··· Supplied entries ···

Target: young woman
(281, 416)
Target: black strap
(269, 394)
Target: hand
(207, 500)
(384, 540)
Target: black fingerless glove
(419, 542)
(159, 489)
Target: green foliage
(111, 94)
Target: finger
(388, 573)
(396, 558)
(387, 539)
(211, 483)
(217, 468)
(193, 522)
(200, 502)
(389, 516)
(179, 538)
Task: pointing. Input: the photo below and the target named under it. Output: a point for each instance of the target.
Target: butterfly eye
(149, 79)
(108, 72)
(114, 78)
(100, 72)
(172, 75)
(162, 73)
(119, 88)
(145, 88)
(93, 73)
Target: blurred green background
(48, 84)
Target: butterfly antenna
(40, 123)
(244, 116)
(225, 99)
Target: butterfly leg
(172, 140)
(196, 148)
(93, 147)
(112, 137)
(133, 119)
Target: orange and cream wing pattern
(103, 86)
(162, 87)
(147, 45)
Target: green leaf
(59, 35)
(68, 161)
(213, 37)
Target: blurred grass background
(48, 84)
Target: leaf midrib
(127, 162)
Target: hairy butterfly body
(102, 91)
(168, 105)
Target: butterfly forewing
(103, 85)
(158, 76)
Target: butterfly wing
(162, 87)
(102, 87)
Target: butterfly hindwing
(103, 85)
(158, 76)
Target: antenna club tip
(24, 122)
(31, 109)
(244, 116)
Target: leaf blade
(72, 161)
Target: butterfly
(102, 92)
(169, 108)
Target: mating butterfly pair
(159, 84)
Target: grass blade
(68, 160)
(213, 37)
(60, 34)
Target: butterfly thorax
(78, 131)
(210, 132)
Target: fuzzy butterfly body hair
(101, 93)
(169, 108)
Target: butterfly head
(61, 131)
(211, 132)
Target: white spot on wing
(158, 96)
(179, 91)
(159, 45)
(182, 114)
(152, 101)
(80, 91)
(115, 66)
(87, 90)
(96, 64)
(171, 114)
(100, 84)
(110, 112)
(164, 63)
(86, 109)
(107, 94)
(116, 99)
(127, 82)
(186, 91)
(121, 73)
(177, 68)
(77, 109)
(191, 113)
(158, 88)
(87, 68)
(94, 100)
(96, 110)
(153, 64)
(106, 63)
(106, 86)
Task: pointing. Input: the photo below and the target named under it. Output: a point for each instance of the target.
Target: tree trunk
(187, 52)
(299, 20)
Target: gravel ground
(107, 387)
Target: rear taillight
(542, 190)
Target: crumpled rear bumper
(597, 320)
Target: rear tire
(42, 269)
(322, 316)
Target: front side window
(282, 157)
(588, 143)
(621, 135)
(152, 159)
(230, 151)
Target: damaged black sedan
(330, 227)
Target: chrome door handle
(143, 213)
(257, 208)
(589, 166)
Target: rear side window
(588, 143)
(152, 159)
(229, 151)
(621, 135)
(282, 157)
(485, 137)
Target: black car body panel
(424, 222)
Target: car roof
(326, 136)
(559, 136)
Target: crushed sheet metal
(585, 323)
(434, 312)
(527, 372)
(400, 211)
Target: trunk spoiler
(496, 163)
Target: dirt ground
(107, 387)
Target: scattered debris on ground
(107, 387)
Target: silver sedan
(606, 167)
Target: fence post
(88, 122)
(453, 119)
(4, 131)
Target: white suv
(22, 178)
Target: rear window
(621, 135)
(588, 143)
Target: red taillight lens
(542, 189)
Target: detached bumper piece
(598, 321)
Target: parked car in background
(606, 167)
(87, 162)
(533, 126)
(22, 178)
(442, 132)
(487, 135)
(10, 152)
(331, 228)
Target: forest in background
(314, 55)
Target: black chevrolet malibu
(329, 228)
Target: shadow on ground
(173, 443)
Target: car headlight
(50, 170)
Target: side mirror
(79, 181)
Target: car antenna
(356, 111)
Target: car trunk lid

···

> **Exercise**
Exactly reproduce the line containing "Target: red taillight lens" and all lines after it in the material, stopping only at the end.

> **Answer to this exercise**
Target: red taillight lens
(542, 189)
Target: detached bumper piece
(598, 321)
Target: parked car in background
(606, 167)
(87, 162)
(533, 126)
(22, 178)
(442, 132)
(487, 135)
(10, 152)
(331, 228)
Target: forest in background
(314, 55)
Target: black chevrolet malibu
(329, 228)
Target: shadow on ground
(173, 443)
Target: car headlight
(50, 170)
Target: side mirror
(79, 181)
Target: car antenna
(356, 111)
Target: car trunk lid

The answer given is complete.